I'm not sure how you're using the clicker that you need it surgically attached to yourself. You teach the behavior with a clicker but then you're done with it for that behavior. Many upper level competition dogs are clicker trained, but no one is bringing a clicker in the ring with them.... ???


----------



## Sarah1983 (Nov 2, 2011)

ouesi said:


> I've never understood the "little tricks" thing. Isn't is ALL tricks as far as the dog is concerned? Does anyone really thing the dog knows that "paw" is a trick, but "oh this is SIT now, this is serious!" Really?


To be honest, I think they do. The looks I got when I stated that to the dog recall is as much of a trick as sitting up and begging...well let's just say the people I said it to did not agree.

I don't see why a clicker would be ineffective for commands given at a distance, you don't give the commands with the clicker and once you've got the behaviour trained you don't use the clicker anyway.


----------



## leashedForLife (Nov 1, 2009)

Sarah1983 said:


> TBH, I think [some people] do [believe that dogs know the difference between "tricks" & "serious cued-behaviors"].
> 
> The looks I got when I stated that, to the dog, recall is as much of a trick as sit up & beg...
> well, let's just say the people I said it to, did not agree [with me].


it's true - to a dog, pushing a button on the phone to dial 911 in an emergency, 
while their human lies unconscious on the bathroom floor, is no more & no less a 'trick' 
than pushing the EASY button to make a recorded phrase play aloud, or pushing a button 
to open the door of a shop for their handicapped handler, or pushing a key on cue to "play" an 
electric piano... the dog has no idea that ONE of those buttons will summon medical-aid, 
while 2 are simply noisemakers; of course, any dog who operates push-button doors quickly 
makes the connection between button-pushing & doors opening.

the dog who summons an ambulance isn't acting out of urgency, altho s/he may very well be 
upset & worried by their human's lack of response & there may be distinct signs that something 
is not right: the odor of a diabetic crisis is on the breath of the person, & heart arrhythmia 
is often *audible* to dogs. But the dog doesn't "call 911" deliberately - s/he pushes the button 
because s/he was taught to do this, & often specifically taught to do this when the handler 
is either fallen or unresponsive [in bed, in the tub, wherever]. It's CONTINGENT training, 
but not conscious thought.

OTOH dogs who perform their useful breed-functions, herding or guarding or hunting, 
& dogs who have less-traditional jobs such as assistance-k9s, i think do comprehend that 
they have jobs: i think they are happy in those jobs, i think they get a sense of satisfaction 
from a task well-done, & so on. But these are very concrete tasks with obvious outcomes, 
& are *functional* - "heel" in the obedience ring may be pretty, but it's not functional. 
Picking-up a dropped object may not be pretty, as the dog has to negotiate whatever circs 
s/he must to get the object into a position to be taken up by mouth - but it serves a purpose, 
& is immediately consequential.

TASK SET:
[A] In the dog-training forum thread, what two signs that something is wrong with a person can a dog perceive?
[B] Carry on the dog-training forum thread past its last sentence.

ENTRIES SHOWN:
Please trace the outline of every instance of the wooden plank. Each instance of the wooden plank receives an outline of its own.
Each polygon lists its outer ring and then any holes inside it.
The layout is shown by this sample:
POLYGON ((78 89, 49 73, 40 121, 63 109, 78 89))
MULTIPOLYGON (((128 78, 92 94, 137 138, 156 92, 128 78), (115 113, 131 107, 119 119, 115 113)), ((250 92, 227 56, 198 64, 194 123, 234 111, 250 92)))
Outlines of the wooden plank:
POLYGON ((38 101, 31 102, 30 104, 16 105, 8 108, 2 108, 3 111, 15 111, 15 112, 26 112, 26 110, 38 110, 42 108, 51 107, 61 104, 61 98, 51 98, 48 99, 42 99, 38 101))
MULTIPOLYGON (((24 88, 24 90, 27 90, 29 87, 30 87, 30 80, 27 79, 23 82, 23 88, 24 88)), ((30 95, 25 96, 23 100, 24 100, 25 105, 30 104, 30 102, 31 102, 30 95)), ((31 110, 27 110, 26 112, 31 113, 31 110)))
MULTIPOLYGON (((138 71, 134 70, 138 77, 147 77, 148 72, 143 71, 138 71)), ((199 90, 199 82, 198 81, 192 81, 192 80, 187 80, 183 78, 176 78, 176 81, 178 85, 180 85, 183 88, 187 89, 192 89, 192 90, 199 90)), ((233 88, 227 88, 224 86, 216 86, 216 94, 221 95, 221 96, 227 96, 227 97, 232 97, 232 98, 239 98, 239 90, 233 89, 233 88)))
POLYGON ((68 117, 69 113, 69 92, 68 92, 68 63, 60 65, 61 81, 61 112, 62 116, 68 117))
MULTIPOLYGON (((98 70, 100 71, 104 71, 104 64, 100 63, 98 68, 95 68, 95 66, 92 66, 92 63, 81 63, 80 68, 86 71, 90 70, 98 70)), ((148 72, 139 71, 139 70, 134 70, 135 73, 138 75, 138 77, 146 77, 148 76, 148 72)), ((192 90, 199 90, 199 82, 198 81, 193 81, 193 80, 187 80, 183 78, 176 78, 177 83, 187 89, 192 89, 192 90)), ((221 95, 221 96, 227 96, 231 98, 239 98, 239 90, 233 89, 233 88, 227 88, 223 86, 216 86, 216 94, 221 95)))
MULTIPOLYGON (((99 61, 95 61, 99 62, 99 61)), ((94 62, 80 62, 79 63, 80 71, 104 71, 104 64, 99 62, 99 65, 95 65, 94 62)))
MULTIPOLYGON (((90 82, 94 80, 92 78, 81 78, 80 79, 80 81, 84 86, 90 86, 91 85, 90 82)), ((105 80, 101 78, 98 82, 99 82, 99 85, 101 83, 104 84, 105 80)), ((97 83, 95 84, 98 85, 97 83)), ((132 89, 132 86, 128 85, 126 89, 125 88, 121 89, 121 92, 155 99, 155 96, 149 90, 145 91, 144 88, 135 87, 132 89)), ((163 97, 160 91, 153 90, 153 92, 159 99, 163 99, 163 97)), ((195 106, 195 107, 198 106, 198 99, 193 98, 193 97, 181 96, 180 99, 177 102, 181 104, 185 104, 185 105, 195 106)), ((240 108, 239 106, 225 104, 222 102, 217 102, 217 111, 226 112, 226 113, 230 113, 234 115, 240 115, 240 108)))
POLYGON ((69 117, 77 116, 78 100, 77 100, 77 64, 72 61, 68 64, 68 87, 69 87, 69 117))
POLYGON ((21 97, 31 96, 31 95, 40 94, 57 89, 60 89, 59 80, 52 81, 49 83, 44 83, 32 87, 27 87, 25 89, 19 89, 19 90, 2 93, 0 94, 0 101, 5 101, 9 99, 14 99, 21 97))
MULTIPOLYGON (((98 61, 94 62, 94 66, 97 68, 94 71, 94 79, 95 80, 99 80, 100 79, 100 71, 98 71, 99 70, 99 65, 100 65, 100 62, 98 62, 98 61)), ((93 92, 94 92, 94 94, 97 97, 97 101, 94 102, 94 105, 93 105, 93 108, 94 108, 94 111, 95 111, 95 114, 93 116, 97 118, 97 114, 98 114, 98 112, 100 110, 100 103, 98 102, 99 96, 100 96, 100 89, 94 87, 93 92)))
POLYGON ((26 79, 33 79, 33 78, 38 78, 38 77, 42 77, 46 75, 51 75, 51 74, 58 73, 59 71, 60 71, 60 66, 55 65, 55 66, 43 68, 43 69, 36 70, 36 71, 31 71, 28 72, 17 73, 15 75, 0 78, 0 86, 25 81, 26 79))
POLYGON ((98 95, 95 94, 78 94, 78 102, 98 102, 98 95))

ANSWERS TO THE EXERCISE:
[A] The odor of a diabetic crisis on the person's breath and heart arrhythmia, which is often audible to dogs.

[B]
Fetching the flock home, lying down by a strayed lamb to keep the wind off & warm them, 
finding game for the hunter to shoot & then bringing the shot game to hand... these are useful tasks 
with immediacy, unlike "recall to front & a straight sit" or Schutz-sport performances.

in sum, i think dogs perceive most of the stuff we teach them as 'tricks', all on a par - 
but i think that functional performances that a dog can grasp the purpose of, are seen 
differently by dogs. The 'dog-hero' who dials 911 does not perceive that action as heroic, 
while the dog who defends a ewe & lambs from a stray dog, i believe, may well feel proud: 
one is abstract, the other concrete & immediate. 


Sarah1983 said:


> I don't see why a clicker would be ineffective for commands given at a distance,
> you don't give the commands with the clicker - & once you've got the behaviour trained,
> you don't use the clicker, anyway.


actually, that's precisely what markers [like a click] are best at: MARKING behavior that's remote, 
to bridge the instant of desired behavior & the later delivery of the reward.

that's why the S/S whistles used by marine-mammal trainers are so handy: not only can they mark 
the double-somersault re-entry to the water that they wanted, but the animal knows precisely 
what earned the subsequent reward, & what's to be repeated to get another. U'd never be able 
to do that, hovering in mid-air on a microlight aircraft; instead, it's easily done 50-ft or more 
away, on dry land - while the animal is in 30-ft of water.

and as already mentioned, CLICKERS ARE FOR TRAINING: once the behavior is elicited & paired 
with a cue, & the cued behavior is fluent and proofed, the clicker is redundant - except for the 
usual touch-ups & to polish timing, which might be every few weeks for fussy bits like comp-OB heel, 
during the show-season, & semi-annually for an older dog's finish-front.


----------



## Susie61 (Apr 17, 2012)

I'm a clicker fan too, but not always using the clicker box itself I have a clicker word too. With my new puppy I have him cued up on the clicker box and to his clicker word 'yes'. his coming along fab.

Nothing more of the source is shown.